Instructions for the task — Copy the entries below, swapping "flooded field" for "irrigation pond" and leaving everything else unchanged.

____________

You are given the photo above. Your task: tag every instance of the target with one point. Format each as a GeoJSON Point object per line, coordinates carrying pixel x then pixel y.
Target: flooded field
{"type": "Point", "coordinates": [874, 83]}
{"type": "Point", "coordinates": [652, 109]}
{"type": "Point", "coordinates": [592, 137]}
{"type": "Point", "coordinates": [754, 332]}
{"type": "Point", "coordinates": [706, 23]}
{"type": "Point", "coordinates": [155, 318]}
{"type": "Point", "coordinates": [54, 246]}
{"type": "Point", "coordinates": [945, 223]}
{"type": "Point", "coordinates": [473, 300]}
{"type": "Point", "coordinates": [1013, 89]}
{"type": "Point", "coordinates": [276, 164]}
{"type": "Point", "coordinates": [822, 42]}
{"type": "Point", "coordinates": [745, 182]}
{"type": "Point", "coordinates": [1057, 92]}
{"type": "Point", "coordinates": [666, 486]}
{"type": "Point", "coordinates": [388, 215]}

____________

Exercise solution —
You are given the photo above. Your task: tag every instance of the target with one point. Format each as a GeoJSON Point object per line, coordinates carrying pixel x then pixel y.
Target: irrigation pond
{"type": "Point", "coordinates": [874, 83]}
{"type": "Point", "coordinates": [652, 109]}
{"type": "Point", "coordinates": [592, 137]}
{"type": "Point", "coordinates": [754, 332]}
{"type": "Point", "coordinates": [706, 23]}
{"type": "Point", "coordinates": [155, 318]}
{"type": "Point", "coordinates": [54, 246]}
{"type": "Point", "coordinates": [945, 223]}
{"type": "Point", "coordinates": [473, 300]}
{"type": "Point", "coordinates": [1013, 89]}
{"type": "Point", "coordinates": [276, 164]}
{"type": "Point", "coordinates": [822, 42]}
{"type": "Point", "coordinates": [745, 182]}
{"type": "Point", "coordinates": [1057, 92]}
{"type": "Point", "coordinates": [666, 486]}
{"type": "Point", "coordinates": [388, 215]}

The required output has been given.